Então, em 1992, publicou Homens São de Marte, Mulheres São de Vênus, um monumento à pseudociência que vendeu 7 milhões de cópias até 1999 só nos EUA, e passou 235 semanas (mais de quatro anos) na lista de mais vendidos do New York Times.

Gray foi – e ainda é – um dos principais propagadores da ideia de que há diferenças de fundo biológico entre os cérebros de homens e mulheres, e que tais diferenças explicam os papéis tradicionalmente atribuídos a cada um dos sexos nos relacionamentos heterossexuais.

Baseado em uma dolorosa ausência de fontes, Gray garante que há algo de inato em cada uma das assimetrias comportamentais entre esposas e maridos. Inclusive no hábito supostamente masculino de se retrair e pensar nos problemas vs. o hábito supostamente feminino de falar incessantemente sobre eles (por esse critério, o redator que vos fala conclui facilmente que é a mulher de sua relação).

Gray é uma caricatura bem cringe (rs), mas ele ilustra um problema sério que assombra a biologia e a psicologia desde que essas ciências existem: elas foram fundadas por homens, e muitas conclusões que guiaram e moldaram as pesquisas nessas áreas ao longo dos últimos 150 anos acabaram se revelando erradas ou incompletas porque estão impregnadas de machismo.

Às vezes, os erros do passado ficam escancarados sob o olhar do presente: em 1887, o respeitado fisiologista canadense George Romanes escreveu que era de se esperar uma “perceptível inferioridade no intelecto” das mulheres pelo fato de seus cérebros serem, em média, menores – e seus corpos, menos robustos. Por esses critérios, é de se imaginar o quanto Romanes se sentia humilhado ao observar um elefante, com 4,7 kg de massa cinzenta e toneladas de robustez.

Noutras vezes, afirmações de teor parecido permanecem à venda em livrarias comuns, camufladas dentro de títulos bem mais sérios do que porcarias de auto-ajuda para casais. O psicólogo britânico Simon Baron-Cohen, embora um respeitado investigador do autismo em Cambridge, escreve que “O cérebro feminino é predominantemente projetado para a empatia. O cérebro masculino é predominantemente projetado para entender e construir sistemas.”

Em Testosterona Rex, a psicóloga Cordelia Fine usa uma bibliográfia extremamente sólida (e humor ácido) para demonstrar que muitas pré-concepções conhecidas sobre diferenças inatas entre os sexos estão erradas, e que essas ideias nascem de experimentos científicos questionáveis – seja por problemas no método, seja por um viés machista na interpretação dos dados após a coleta. A biologia é uma atividade humana; como tal, suas conclusões sofreram dos defeitos e se beneficiaram das virtudes dos humanos que a praticaram ao longo dos séculos. 

Os argumentos de Fine nem sempre são expostos de maneira cristalina – a leitura às vezes empaca numa frase muito comprida ou num raciocínio com meandros demais. Porém, isso também é parte do que torna o livro interessante: máximas simplórias sobre as diferenças entre os sexos são substituídas por uma observação bem mais cuidadosa da literatura da área. A ciência nunca foi algo simples – certamente não tão simples quanto a metáfora de que cada metade da humanidade veio de um planeta.
○ ○ ○ ○
_A fazer_
Copie do texto sobre o livro Testosterona Rex, sem mudar nada, o pedaço que vai de "Gray é uma caricatura" até "toneladas de robustez.".
○ ○ ○ ○
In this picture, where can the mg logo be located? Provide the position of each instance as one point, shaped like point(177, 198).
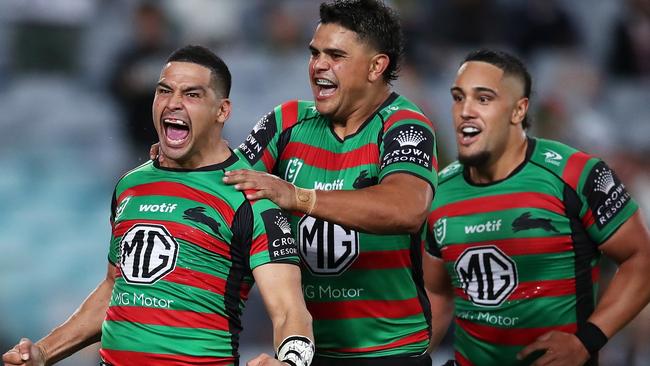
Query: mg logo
point(488, 276)
point(326, 248)
point(147, 254)
point(440, 230)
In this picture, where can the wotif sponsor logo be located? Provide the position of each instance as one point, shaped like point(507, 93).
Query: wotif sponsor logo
point(337, 184)
point(490, 226)
point(164, 207)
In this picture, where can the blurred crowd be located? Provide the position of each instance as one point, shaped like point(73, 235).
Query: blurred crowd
point(77, 80)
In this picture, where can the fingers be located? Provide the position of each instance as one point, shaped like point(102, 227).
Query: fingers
point(259, 360)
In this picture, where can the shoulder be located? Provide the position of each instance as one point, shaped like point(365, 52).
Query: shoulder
point(401, 109)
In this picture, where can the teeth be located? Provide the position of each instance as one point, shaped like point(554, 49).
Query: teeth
point(324, 82)
point(470, 129)
point(175, 121)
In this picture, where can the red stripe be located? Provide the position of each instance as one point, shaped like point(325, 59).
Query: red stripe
point(166, 317)
point(115, 357)
point(515, 246)
point(499, 202)
point(509, 336)
point(180, 231)
point(268, 161)
point(536, 289)
point(405, 114)
point(181, 191)
point(260, 244)
point(413, 338)
point(574, 167)
point(384, 259)
point(289, 114)
point(588, 219)
point(353, 309)
point(325, 159)
point(461, 360)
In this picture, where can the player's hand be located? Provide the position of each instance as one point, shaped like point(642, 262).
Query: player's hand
point(154, 152)
point(24, 353)
point(560, 349)
point(264, 360)
point(258, 185)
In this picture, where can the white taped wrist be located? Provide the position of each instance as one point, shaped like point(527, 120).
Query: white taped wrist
point(296, 351)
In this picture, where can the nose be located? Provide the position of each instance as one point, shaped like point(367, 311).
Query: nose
point(319, 63)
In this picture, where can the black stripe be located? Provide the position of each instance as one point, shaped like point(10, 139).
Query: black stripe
point(242, 229)
point(584, 250)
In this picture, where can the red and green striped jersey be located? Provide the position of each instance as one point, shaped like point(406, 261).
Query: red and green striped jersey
point(523, 252)
point(364, 291)
point(184, 245)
○ ○ ○ ○
_Resposta escrita_
Gray é uma caricatura bem cringe (rs), mas ele ilustra um problema sério que assombra a biologia e a psicologia desde que essas ciências existem: elas foram fundadas por homens, e muitas conclusões que guiaram e moldaram as pesquisas nessas áreas ao longo dos últimos 150 anos acabaram se revelando erradas ou incompletas porque estão impregnadas de machismo.

Às vezes, os erros do passado ficam escancarados sob o olhar do presente: em 1887, o respeitado fisiologista canadense George Romanes escreveu que era de se esperar uma “perceptível inferioridade no intelecto” das mulheres pelo fato de seus cérebros serem, em média, menores – e seus corpos, menos robustos. Por esses critérios, é de se imaginar o quanto Romanes se sentia humilhado ao observar um elefante, com 4,7 kg de massa cinzenta e toneladas de robustez.